Aim of the exercise: Some lines hold the string "below". Copy all of them from the material that follows.

Extracted information:
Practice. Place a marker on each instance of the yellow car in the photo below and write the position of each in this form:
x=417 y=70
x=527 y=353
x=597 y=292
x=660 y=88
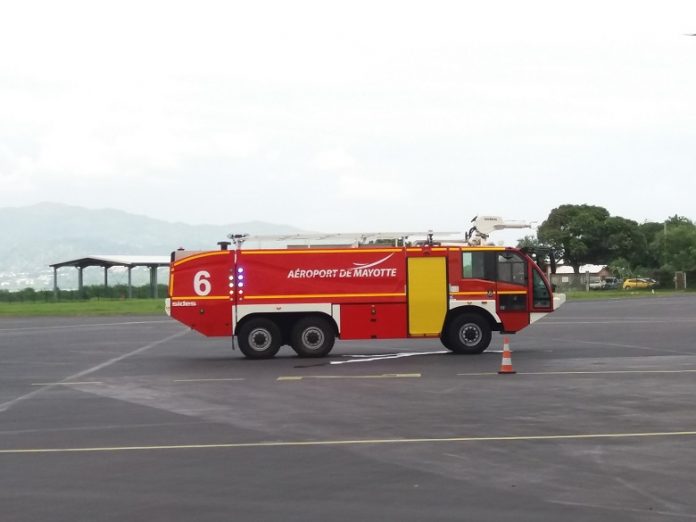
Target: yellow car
x=639 y=282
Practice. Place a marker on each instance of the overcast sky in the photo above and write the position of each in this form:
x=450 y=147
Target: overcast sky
x=347 y=116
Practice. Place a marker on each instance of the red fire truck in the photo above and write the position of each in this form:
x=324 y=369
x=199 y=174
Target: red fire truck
x=309 y=297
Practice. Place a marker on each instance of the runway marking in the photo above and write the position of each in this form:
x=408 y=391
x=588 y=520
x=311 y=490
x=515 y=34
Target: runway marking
x=582 y=372
x=64 y=383
x=619 y=345
x=371 y=358
x=619 y=321
x=8 y=404
x=210 y=380
x=88 y=325
x=383 y=376
x=354 y=442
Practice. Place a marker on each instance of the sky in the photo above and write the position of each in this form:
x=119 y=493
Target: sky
x=350 y=116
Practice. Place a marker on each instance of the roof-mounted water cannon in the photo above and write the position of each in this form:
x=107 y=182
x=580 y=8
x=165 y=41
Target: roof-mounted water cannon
x=238 y=239
x=483 y=226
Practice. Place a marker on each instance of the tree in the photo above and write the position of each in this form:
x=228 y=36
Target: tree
x=577 y=231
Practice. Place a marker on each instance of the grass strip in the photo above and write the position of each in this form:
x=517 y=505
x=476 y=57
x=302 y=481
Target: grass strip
x=92 y=307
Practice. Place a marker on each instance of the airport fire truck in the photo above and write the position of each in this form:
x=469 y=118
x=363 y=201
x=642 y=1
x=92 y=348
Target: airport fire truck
x=308 y=297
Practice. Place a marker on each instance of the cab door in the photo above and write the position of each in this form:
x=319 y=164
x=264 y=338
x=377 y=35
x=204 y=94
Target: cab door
x=427 y=295
x=512 y=290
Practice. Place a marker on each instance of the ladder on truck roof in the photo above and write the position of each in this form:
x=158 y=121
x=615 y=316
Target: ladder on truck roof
x=352 y=238
x=479 y=232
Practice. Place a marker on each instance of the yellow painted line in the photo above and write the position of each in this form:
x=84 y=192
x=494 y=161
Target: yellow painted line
x=199 y=256
x=316 y=296
x=595 y=372
x=355 y=442
x=64 y=383
x=210 y=380
x=200 y=298
x=318 y=251
x=382 y=376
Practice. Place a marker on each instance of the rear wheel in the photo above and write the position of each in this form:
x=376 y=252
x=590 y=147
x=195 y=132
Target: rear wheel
x=467 y=334
x=259 y=338
x=312 y=337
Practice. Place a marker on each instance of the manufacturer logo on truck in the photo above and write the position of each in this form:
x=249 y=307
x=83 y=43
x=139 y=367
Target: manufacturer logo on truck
x=359 y=270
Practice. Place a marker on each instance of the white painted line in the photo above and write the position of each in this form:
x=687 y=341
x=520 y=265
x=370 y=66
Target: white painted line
x=356 y=442
x=589 y=372
x=619 y=345
x=619 y=321
x=64 y=383
x=210 y=380
x=383 y=376
x=372 y=358
x=8 y=404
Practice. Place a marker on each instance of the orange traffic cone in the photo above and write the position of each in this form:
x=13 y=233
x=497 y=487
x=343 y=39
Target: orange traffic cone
x=506 y=364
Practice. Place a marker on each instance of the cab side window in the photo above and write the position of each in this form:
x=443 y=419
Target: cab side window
x=478 y=265
x=512 y=269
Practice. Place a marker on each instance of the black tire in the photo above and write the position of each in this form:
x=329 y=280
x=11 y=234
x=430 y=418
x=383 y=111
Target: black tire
x=312 y=336
x=467 y=334
x=259 y=338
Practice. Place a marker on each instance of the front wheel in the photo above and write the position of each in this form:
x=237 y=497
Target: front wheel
x=312 y=337
x=467 y=334
x=259 y=338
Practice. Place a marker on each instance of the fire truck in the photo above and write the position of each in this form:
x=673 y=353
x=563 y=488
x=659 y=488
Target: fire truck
x=307 y=297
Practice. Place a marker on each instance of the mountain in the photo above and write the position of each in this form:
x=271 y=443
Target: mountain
x=33 y=237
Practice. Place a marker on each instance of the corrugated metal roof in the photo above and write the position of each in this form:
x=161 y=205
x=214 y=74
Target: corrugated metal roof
x=115 y=260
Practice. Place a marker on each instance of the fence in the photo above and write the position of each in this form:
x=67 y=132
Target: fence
x=29 y=295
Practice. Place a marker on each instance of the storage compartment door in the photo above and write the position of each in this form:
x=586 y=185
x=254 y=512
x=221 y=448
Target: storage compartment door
x=427 y=295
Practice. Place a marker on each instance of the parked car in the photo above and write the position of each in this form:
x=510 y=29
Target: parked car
x=639 y=282
x=610 y=283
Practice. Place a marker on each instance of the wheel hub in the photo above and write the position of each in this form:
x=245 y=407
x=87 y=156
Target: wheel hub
x=470 y=334
x=259 y=339
x=313 y=338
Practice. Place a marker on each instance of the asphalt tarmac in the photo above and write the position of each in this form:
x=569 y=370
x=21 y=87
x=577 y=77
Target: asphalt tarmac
x=118 y=418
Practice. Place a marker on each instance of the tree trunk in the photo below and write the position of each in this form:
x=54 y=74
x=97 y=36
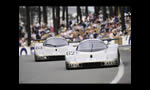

Response for this exercise:
Practice. Place a marker on each instance of the yellow car in the photo below and write the position of each in this form:
Practice. Place a marker on each instance of the tree trunk in the photo below and write the position of each in this form:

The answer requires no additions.